Given problem 1:
In the final judgment excerpt, rewrite everything from "X. Expiration of" down to "Case Number: 1:02CV02768." with "ten years" changed to "five years".

Document segment:
**********

D. If at the time information or documents are furnished by defendants to the United States, defendants represent and identify in writing the material in any such information or documents to which a claim of protection may be asserted under Rule 26(c)(7) of the Federal Rules of Civil Procedure, and defendants mark each pertinent page of such material, “Subject to claim of protection under Rule 26(c)(7) of the Federal Rules of Civil Procedure,” then the United States shall give defendants ten (10) calendar days notice prior to divulging such material in any legal proceeding (other than a grand jury proceeding).

VIII. Retention of Jurisdiction

This Court retains jurisdiction to enable any party to this Final Judgment to apply to this Court at any time for further orders and directions as may be necessary or appropriate to carry out or construe this Final Judgment, to modify any of its provisions, to enforce compliance, and to punish violations of its provisions.

IX. Public Interest Determination

Entry of this Final Judgment is in the public interest.

X. Expiration of Final Judgment

Unless this Court grants an extension, this Final Judgment shall expire ten years from the date of its entry.

Date:_____

_______

United States District Court Judge

Case Number: 1:02CV02768.

Judge: John D. Bates.

Deck Type: Antitrust.

**********

Data for this exercise:
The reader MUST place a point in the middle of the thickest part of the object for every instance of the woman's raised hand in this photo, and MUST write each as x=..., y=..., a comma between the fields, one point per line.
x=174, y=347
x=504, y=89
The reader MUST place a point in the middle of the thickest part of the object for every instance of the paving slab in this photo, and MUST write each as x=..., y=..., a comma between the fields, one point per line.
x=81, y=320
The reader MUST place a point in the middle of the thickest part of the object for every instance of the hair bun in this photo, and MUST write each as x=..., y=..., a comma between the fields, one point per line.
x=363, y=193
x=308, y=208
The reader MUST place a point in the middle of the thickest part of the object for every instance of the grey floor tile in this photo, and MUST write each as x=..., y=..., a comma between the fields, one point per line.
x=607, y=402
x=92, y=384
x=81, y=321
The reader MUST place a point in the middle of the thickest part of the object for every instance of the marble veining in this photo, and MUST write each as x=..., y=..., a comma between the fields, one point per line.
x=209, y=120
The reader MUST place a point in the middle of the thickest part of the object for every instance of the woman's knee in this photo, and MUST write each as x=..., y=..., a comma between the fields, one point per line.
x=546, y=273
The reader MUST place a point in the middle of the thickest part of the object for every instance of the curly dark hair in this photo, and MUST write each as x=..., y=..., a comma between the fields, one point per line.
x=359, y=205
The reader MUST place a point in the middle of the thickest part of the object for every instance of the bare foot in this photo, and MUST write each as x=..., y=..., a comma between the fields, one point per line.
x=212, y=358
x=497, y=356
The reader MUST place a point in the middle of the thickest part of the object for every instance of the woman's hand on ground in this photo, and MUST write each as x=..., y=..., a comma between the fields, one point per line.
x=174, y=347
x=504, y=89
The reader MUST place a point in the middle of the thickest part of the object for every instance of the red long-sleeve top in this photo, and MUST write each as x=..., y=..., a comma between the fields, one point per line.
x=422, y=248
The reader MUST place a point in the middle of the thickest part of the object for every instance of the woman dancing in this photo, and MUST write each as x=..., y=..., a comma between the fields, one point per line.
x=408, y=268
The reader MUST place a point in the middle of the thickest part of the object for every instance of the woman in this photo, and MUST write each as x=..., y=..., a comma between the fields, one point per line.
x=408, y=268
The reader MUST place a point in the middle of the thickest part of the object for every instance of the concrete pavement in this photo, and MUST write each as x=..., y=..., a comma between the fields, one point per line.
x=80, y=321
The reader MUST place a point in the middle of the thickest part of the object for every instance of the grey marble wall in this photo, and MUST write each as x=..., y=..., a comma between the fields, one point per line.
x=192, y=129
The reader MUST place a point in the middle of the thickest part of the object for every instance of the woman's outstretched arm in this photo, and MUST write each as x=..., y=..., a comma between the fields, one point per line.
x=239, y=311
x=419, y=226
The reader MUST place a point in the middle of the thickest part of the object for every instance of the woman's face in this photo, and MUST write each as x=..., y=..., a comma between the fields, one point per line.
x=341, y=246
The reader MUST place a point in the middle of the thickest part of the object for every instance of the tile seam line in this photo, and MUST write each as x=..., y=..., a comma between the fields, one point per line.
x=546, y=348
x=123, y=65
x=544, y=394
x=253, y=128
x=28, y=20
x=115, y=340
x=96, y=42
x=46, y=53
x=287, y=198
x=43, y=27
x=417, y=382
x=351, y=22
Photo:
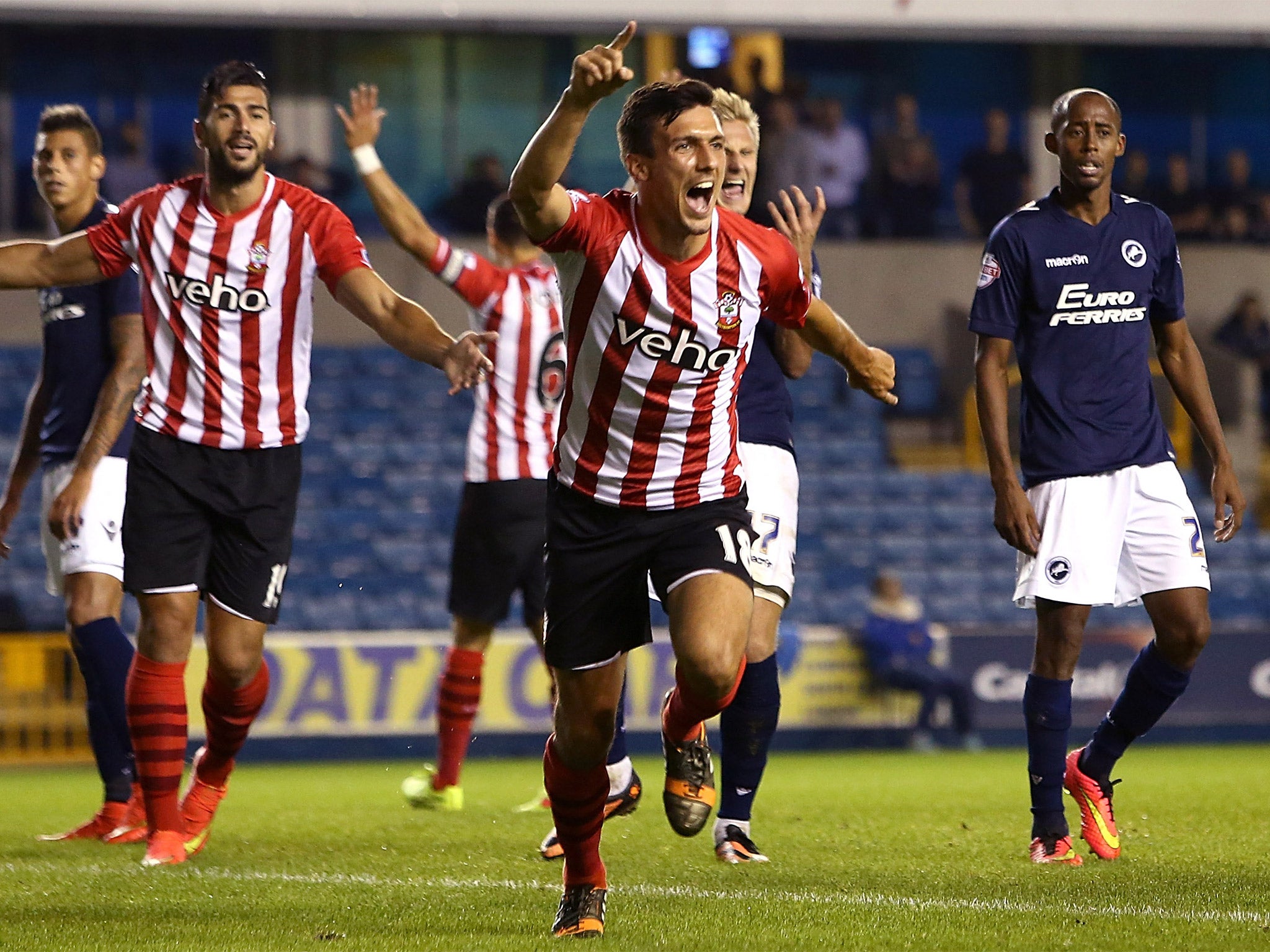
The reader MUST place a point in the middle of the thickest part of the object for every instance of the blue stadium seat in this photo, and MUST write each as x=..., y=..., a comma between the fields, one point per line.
x=917, y=382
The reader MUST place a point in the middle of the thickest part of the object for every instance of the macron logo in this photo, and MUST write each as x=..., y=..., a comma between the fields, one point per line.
x=1066, y=262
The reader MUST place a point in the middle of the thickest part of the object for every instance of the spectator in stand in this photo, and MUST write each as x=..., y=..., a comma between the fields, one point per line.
x=1183, y=202
x=898, y=644
x=906, y=175
x=1246, y=334
x=1137, y=177
x=786, y=157
x=464, y=209
x=1236, y=203
x=130, y=170
x=840, y=164
x=326, y=180
x=995, y=178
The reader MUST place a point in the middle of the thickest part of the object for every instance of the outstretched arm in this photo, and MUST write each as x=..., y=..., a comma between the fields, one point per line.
x=412, y=330
x=25, y=461
x=799, y=221
x=1014, y=518
x=41, y=265
x=869, y=368
x=401, y=218
x=110, y=415
x=1184, y=368
x=536, y=192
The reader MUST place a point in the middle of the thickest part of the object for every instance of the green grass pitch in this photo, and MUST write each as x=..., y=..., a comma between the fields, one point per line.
x=869, y=851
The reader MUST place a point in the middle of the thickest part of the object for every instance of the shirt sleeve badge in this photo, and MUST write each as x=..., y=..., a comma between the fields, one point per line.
x=990, y=272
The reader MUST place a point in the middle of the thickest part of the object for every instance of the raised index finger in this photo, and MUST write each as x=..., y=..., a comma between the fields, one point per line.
x=623, y=38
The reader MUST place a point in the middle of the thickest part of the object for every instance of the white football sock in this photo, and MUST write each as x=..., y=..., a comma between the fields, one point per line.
x=619, y=776
x=722, y=826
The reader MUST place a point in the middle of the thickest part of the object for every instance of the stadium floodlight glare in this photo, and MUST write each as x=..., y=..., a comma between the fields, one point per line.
x=709, y=47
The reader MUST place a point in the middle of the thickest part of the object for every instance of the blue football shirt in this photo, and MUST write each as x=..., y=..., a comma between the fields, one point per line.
x=79, y=356
x=1078, y=301
x=765, y=409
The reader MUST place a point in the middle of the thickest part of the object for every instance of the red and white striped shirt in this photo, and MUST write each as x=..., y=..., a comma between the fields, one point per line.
x=655, y=350
x=228, y=306
x=512, y=432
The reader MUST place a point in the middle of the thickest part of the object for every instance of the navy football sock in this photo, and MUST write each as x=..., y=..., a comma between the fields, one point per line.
x=747, y=726
x=104, y=654
x=1048, y=715
x=618, y=749
x=1150, y=690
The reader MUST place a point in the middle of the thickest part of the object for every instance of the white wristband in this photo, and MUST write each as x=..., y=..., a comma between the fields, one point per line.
x=366, y=159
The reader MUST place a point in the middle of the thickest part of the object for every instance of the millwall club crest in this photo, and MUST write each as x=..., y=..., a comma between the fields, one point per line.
x=729, y=311
x=257, y=258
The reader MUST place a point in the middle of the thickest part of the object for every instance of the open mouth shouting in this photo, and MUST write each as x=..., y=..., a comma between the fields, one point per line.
x=733, y=192
x=699, y=197
x=241, y=149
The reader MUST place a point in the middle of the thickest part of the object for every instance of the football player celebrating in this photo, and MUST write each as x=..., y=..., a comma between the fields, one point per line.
x=502, y=519
x=228, y=262
x=78, y=428
x=1081, y=284
x=662, y=295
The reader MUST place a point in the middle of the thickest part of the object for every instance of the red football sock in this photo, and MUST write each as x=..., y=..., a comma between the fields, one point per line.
x=229, y=714
x=578, y=810
x=458, y=702
x=687, y=710
x=155, y=700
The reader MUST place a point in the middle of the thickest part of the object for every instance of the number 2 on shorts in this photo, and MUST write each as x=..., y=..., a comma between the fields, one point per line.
x=1197, y=545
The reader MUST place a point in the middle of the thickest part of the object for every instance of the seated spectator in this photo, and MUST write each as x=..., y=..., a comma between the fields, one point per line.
x=1235, y=205
x=1246, y=334
x=1137, y=177
x=326, y=180
x=993, y=180
x=906, y=175
x=1183, y=202
x=130, y=170
x=840, y=164
x=464, y=209
x=897, y=640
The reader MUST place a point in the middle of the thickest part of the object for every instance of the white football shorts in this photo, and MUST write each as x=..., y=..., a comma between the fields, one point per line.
x=1112, y=539
x=771, y=482
x=98, y=546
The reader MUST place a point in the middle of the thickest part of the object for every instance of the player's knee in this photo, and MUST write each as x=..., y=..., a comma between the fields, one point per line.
x=234, y=668
x=1184, y=639
x=713, y=677
x=584, y=736
x=82, y=610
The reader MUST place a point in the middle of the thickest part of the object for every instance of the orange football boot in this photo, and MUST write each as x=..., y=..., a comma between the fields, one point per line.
x=582, y=913
x=98, y=828
x=1054, y=850
x=134, y=828
x=198, y=806
x=1098, y=822
x=166, y=848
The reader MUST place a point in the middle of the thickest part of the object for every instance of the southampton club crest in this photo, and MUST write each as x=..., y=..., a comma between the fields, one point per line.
x=257, y=258
x=729, y=310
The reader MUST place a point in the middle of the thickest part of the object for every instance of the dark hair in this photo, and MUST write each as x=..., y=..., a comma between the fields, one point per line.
x=1062, y=107
x=69, y=116
x=657, y=103
x=235, y=73
x=505, y=223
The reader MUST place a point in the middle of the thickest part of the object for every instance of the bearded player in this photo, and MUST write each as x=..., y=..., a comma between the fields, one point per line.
x=1083, y=284
x=229, y=262
x=662, y=294
x=76, y=428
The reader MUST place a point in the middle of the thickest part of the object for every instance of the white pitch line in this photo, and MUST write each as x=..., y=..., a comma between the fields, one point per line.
x=765, y=895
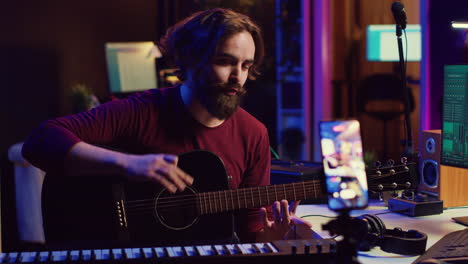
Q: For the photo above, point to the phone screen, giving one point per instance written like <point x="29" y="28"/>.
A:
<point x="343" y="164"/>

**********

Given problem 2:
Reproduce everything in the records from the line containing "the blue football" down to the line containing "x=241, y=149", requests included, with -137 added to every coordinate in the answers.

Expected output 1:
X. Expiration of Final Judgment

Unless this Court grants an extension, this Final Judgment shall expire five years from the date of its entry.

Date:_____

_______

United States District Court Judge

Case Number: 1:02CV02768.

Expected output 2:
The reader MUST place a point in the middle of the thickest part of the object for every instance of the blue football shirt in this photo, and MUST write each as x=..., y=..., a comma between the fields, one point per line.
x=-58, y=219
x=941, y=164
x=628, y=272
The reader MUST place a point in the middle of the thickest part of the object for every instance of the red and white striped shirt in this photo, and MUST write each as x=..., y=..., a comma between the fields, one point per line.
x=518, y=213
x=91, y=169
x=375, y=295
The reader MUST place a point in the middle of the thickest part of the object for every instance of the navy football sock in this photo, and MUST write each as x=..., y=..., a comma between the fields, one point per line.
x=610, y=589
x=-33, y=517
x=911, y=578
x=481, y=612
x=1013, y=553
The reader MUST place a point in the middle of the thickest part of the object for every instance of the white wristband in this photo, and MUST write each as x=..., y=..., a comma between the fields, one point per line.
x=229, y=22
The reader MUST place a point in the middle of the thickest part of the object for every instance of the millwall club crest in this photo, and MUST write each as x=..., y=..., a comma between the fields, one point per line.
x=592, y=174
x=120, y=121
The reader MUST place a point in the middle of the thickest part of the object for every instance of the open mouth shouting in this photo, and MUST write each as x=..., y=..., a comma between the fields, one point per line.
x=596, y=55
x=562, y=60
x=104, y=12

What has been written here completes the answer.